▶ Work instructions
Count the lines in the records below that contain the word "vine", and give that figure alone.

***

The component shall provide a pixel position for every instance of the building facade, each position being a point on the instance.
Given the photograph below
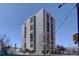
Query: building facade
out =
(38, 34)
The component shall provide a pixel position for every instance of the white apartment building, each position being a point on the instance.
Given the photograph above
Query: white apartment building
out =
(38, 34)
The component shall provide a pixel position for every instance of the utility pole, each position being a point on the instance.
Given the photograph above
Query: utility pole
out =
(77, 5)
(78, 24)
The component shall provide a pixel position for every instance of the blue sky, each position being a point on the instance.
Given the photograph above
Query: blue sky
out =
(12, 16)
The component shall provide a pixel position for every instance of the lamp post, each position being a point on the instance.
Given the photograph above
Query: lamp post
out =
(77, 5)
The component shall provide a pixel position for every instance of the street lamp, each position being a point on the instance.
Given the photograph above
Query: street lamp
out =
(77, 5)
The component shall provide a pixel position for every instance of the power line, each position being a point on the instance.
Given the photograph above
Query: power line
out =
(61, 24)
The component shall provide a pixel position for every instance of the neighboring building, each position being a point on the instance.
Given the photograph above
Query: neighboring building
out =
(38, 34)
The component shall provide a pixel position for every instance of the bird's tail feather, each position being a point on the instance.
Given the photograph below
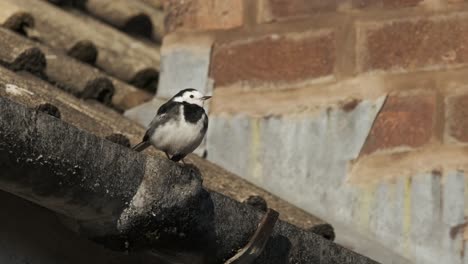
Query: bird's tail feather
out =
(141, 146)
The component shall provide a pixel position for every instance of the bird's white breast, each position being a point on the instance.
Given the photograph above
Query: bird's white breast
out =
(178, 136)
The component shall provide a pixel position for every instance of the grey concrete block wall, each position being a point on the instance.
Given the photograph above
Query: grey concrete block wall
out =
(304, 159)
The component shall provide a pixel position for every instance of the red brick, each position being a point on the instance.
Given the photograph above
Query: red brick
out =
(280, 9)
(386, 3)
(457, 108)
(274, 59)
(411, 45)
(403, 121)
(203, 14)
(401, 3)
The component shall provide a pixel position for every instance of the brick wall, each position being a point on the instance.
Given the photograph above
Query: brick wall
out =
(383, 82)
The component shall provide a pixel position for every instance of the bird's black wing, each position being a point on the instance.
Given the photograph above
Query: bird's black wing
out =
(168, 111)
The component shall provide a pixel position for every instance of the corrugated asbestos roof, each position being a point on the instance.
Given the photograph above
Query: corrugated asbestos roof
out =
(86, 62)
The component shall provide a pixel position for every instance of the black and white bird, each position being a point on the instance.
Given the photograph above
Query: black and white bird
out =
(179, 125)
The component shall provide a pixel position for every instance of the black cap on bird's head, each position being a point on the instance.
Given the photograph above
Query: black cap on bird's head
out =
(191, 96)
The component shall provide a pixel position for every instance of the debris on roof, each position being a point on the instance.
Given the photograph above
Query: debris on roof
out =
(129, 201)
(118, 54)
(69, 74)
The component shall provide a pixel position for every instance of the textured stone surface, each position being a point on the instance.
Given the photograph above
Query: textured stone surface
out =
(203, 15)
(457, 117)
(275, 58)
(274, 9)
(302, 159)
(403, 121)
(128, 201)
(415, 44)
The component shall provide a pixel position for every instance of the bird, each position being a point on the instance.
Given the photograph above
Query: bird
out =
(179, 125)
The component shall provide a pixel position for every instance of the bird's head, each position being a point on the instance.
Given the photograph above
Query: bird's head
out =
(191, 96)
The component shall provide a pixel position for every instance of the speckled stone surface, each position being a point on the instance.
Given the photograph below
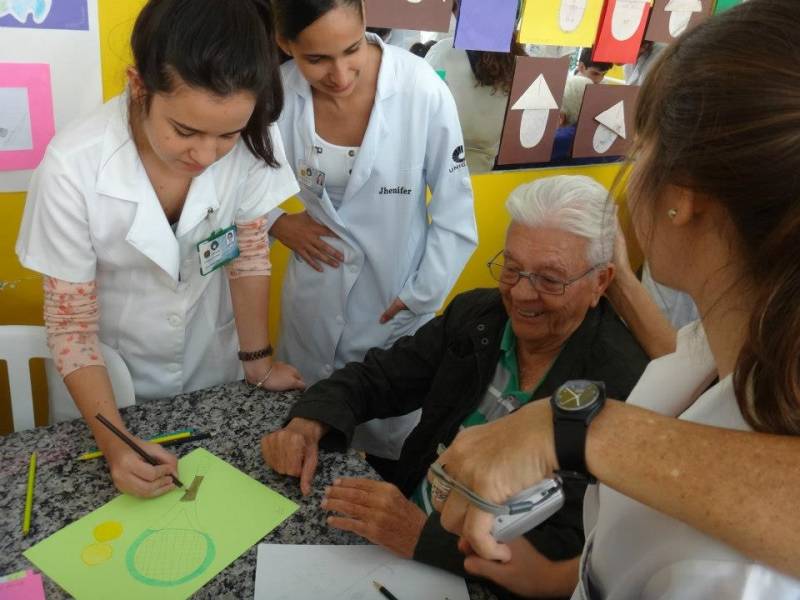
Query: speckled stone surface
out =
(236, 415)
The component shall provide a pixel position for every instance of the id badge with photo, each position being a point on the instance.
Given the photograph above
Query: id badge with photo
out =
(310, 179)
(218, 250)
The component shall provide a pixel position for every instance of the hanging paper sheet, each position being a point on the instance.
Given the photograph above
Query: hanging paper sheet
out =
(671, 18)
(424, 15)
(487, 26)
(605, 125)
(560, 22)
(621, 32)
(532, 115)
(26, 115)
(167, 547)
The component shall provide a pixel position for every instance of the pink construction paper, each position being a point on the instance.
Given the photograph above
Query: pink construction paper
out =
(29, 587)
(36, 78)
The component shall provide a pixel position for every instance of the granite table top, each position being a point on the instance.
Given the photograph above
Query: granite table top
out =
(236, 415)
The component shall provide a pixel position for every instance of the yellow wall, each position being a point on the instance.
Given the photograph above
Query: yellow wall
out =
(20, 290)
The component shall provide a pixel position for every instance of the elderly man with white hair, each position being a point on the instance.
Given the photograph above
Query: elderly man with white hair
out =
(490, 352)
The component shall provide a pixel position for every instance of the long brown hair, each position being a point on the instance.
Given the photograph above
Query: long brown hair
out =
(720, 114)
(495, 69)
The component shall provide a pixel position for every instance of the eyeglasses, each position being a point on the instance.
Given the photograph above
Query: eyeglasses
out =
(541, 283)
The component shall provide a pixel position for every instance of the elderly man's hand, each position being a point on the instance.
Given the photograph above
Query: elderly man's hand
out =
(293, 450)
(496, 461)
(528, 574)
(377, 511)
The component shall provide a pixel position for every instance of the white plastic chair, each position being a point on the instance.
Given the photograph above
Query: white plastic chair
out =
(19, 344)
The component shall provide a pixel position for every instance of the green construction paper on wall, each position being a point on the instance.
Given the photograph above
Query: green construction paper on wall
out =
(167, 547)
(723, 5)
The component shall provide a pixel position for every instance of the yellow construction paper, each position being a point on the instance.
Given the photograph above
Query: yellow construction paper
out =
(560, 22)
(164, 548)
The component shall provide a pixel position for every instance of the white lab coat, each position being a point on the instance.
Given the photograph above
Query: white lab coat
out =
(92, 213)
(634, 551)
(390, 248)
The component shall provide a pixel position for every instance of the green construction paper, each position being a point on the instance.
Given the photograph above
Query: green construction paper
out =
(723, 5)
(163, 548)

***

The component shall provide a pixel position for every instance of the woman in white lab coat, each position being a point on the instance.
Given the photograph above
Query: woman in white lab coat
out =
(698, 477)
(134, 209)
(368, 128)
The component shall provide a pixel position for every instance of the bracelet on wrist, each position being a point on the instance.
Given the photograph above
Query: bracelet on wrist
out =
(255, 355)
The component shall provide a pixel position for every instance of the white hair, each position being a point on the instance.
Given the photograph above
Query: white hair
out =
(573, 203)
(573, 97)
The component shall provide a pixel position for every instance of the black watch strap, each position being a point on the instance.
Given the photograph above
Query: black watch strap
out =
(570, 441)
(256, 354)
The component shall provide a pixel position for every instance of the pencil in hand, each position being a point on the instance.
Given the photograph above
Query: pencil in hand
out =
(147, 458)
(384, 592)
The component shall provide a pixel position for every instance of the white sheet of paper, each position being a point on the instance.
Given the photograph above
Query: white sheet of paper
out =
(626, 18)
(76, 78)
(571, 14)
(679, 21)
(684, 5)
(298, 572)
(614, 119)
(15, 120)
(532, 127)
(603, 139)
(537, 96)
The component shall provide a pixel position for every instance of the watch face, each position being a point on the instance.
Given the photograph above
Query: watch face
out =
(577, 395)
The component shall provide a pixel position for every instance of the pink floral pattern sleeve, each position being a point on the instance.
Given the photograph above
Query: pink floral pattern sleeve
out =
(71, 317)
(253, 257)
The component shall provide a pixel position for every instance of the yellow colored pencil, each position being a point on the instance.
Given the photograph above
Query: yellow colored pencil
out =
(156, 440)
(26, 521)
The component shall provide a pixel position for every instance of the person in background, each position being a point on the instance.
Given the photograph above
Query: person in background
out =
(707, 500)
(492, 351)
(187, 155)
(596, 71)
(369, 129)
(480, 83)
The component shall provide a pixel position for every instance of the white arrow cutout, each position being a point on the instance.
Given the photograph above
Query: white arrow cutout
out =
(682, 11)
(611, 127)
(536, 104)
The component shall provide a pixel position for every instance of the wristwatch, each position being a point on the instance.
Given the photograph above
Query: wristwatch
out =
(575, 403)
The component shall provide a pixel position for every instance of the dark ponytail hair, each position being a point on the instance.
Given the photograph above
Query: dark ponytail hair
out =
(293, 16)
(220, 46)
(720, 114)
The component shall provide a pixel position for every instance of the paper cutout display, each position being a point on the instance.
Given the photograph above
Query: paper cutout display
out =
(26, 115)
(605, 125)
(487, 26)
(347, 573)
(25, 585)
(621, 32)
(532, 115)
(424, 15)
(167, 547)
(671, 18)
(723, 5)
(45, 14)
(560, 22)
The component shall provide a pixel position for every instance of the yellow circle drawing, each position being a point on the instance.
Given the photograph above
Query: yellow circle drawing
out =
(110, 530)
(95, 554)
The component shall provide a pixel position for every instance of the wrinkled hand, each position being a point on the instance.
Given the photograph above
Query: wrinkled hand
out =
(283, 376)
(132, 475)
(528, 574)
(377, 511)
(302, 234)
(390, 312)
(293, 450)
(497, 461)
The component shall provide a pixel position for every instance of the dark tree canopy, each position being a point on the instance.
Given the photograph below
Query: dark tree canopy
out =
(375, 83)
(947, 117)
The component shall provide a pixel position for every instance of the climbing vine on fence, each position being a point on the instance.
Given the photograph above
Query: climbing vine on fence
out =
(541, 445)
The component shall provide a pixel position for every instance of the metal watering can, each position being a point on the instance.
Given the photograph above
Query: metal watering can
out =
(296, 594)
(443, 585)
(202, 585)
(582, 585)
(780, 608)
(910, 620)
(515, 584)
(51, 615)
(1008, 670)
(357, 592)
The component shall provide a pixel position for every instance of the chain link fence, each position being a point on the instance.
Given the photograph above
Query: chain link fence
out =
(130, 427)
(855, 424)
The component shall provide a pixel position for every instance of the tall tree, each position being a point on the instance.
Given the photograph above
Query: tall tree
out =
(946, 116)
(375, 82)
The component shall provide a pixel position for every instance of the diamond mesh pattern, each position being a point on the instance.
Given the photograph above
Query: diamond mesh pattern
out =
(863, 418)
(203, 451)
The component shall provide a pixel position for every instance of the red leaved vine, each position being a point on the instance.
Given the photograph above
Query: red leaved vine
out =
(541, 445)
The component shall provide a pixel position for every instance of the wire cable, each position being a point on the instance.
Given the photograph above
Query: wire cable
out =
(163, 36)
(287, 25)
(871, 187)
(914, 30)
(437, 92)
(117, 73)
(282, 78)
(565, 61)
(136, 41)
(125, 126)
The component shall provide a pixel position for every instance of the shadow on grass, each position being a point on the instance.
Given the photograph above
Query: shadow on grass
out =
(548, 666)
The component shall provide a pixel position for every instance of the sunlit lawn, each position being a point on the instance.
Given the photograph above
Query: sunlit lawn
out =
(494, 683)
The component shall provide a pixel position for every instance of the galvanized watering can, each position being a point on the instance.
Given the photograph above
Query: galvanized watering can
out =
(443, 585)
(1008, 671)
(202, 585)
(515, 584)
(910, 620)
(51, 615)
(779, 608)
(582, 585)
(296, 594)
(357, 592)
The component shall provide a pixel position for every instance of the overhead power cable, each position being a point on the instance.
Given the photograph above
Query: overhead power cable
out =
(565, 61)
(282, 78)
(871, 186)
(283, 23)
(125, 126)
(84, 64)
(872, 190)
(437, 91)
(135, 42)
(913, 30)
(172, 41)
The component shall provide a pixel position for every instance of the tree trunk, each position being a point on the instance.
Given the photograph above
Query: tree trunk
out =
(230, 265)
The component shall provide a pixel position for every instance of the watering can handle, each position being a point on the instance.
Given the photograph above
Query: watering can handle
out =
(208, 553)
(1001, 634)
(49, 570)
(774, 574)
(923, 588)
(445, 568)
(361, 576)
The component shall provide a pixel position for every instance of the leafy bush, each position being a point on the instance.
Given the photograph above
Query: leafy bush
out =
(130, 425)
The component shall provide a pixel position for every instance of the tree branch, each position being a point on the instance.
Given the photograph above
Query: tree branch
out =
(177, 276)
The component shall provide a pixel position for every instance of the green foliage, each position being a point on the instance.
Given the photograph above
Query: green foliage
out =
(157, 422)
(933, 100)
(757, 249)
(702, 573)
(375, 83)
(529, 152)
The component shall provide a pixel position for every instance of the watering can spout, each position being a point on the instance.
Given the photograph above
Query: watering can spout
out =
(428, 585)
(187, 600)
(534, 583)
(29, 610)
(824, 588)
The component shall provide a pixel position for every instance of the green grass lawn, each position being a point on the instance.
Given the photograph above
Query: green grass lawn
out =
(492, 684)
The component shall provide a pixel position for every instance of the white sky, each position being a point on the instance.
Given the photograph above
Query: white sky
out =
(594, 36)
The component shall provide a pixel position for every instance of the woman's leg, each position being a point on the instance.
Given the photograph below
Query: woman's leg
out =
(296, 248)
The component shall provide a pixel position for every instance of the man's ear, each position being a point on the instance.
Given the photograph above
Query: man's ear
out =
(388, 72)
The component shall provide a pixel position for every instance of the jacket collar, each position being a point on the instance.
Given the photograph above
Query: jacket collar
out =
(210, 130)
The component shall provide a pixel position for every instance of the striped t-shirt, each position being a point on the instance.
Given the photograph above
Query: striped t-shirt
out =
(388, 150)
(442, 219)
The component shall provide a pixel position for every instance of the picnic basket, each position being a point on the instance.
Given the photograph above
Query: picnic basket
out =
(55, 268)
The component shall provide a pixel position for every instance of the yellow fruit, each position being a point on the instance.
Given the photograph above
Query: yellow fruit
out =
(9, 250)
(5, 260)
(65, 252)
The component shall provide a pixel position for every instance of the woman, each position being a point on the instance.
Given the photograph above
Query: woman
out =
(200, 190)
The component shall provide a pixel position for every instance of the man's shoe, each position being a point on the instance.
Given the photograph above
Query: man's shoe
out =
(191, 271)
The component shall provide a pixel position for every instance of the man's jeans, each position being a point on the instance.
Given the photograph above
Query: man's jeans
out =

***

▶ Expected answer
4